*Work to be completed:*
Reproduce exactly the entries from the "of the green" line to the end. Skip all pictures.

(Location labeling records)
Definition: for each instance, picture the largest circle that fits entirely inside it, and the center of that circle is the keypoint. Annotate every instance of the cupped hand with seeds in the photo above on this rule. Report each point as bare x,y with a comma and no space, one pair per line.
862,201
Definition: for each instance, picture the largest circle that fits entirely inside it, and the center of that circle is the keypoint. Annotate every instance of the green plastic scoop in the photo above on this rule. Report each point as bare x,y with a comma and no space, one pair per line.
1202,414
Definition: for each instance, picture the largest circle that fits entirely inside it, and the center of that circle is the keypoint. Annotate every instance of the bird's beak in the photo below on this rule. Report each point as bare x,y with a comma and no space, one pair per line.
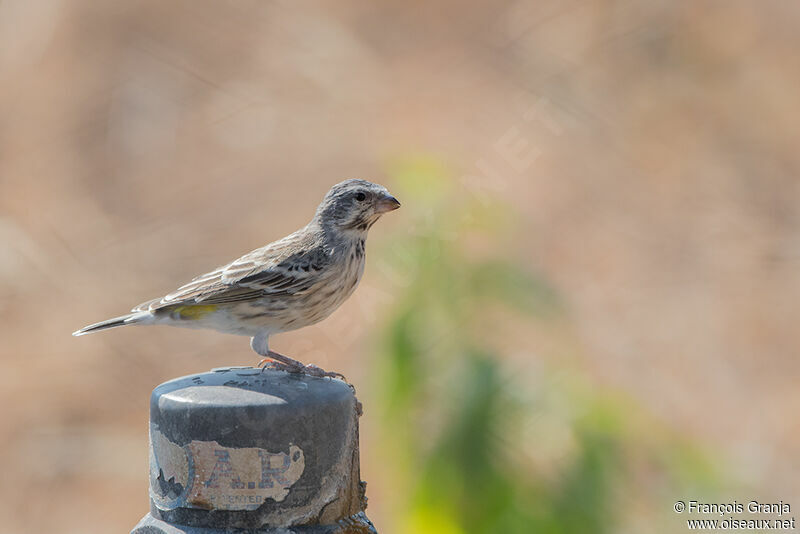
387,203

*Response to the task:*
Definition: for each instance, picture the largest circle that fits entirely inside it, and the center of that circle is the keypoint. Annotate every instance of the green plastic scoop in the photo above on this rule. Report each point as bare x,y with a comma and no space, one pair per line.
1202,414
Definition: for each instance, picture the largest circle that fits entirely inside it, and the center of that circle is the keypoint. Annotate every instance of the bird's beak in the photo below on this rule. Report each point as bare x,y with a comma and no space, one pair per line.
387,203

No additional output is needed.